__摘录文本__
在工作环境中,访问 Http 是再常见不过了,相应的库也非常多,而 Requests 是当中比较好用的一个。
除了常见的 GET、 POST、Delete、PUT 之外,timeout 的参数也是非常好用,它可以防止请求堵塞太长时间,如:
>>> requests.get('http://google.com', timeout=1)
Traceback (most recent call last):
File "<stdin>", line 1, in <module>
File "/Library/Frameworks/Python.framework/Versions/2.7/lib/python2.7/site-packages/requests/api.py", line 75, in get
return request('get', url, params=params, **kwargs)
File "/Library/Frameworks/Python.framework/Versions/2.7/lib/python2.7/site-packages/requests/api.py", line 60, in request
return session.request(method=method, url=url, **kwargs)
File "/Library/Frameworks/Python.framework/Versions/2.7/lib/python2.7/site-packages/requests/sessions.py", line 533, in request
resp = self.send(prep, **send_kwargs)

__任务要求__
请把上面关于 Requests 超时参数的摘录一字不差地完整誊写下来,好吗?

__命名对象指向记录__
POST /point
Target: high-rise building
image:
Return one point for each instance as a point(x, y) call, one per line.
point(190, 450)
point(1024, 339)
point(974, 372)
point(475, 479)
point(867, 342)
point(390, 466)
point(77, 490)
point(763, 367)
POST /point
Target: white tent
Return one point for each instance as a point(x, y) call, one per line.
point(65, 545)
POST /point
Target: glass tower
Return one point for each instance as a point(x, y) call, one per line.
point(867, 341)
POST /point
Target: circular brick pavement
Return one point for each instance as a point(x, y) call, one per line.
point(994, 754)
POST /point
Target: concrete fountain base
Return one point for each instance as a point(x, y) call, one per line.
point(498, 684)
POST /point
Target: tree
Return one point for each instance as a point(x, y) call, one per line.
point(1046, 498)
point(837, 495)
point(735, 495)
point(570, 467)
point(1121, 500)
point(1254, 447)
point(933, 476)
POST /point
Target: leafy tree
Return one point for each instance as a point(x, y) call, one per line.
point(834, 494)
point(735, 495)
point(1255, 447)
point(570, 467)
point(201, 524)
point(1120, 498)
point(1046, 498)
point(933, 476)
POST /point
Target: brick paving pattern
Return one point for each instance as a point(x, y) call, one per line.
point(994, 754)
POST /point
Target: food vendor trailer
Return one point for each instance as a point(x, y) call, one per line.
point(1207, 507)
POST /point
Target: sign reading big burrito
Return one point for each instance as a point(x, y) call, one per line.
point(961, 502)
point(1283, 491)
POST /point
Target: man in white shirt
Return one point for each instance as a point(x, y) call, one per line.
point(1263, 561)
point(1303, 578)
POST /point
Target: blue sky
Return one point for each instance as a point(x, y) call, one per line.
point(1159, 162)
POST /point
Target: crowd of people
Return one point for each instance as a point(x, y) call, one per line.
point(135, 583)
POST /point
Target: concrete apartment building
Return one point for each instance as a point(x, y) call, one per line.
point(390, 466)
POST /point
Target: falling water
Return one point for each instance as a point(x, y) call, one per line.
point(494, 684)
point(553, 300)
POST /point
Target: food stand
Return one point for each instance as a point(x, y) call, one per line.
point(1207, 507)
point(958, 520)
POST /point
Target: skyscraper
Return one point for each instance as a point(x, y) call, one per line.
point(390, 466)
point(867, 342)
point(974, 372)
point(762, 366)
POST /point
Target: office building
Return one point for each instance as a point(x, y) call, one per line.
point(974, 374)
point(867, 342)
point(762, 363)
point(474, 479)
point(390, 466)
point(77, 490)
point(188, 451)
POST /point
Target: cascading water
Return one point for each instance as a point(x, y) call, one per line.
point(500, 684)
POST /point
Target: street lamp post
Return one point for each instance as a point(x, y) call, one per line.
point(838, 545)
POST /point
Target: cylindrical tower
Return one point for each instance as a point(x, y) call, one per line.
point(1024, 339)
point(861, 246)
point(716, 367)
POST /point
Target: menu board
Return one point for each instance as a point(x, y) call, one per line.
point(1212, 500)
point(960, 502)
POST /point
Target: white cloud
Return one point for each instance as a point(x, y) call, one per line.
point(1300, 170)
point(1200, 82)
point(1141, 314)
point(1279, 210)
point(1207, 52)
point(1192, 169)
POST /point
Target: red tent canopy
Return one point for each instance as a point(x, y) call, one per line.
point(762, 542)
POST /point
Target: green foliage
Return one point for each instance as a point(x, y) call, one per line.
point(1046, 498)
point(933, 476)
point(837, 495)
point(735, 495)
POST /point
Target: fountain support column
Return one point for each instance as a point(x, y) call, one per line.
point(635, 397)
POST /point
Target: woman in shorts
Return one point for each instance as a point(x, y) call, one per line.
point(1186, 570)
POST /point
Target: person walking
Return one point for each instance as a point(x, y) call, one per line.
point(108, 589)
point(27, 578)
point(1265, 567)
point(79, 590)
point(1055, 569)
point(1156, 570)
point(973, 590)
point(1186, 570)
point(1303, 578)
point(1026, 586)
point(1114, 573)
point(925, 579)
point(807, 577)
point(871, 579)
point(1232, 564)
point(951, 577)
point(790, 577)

__任务答案__
在工作环境中,访问 Http 是再常见不过了,相应的库也非常多,而 Requests 是当中比较好用的一个。
除了常见的 GET、 POST、Delete、PUT 之外,timeout 的参数也是非常好用,它可以防止请求堵塞太长时间,如:
>>> requests.get('http://google.com', timeout=1)
Traceback (most recent call last):
File "<stdin>", line 1, in <module>
File "/Library/Frameworks/Python.framework/Versions/2.7/lib/python2.7/site-packages/requests/api.py", line 75, in get
return request('get', url, params=params, **kwargs)
File "/Library/Frameworks/Python.framework/Versions/2.7/lib/python2.7/site-packages/requests/api.py", line 60, in request
return session.request(method=method, url=url, **kwargs)
File "/Library/Frameworks/Python.framework/Versions/2.7/lib/python2.7/site-packages/requests/sessions.py", line 533, in request
resp = self.send(prep, **send_kwargs)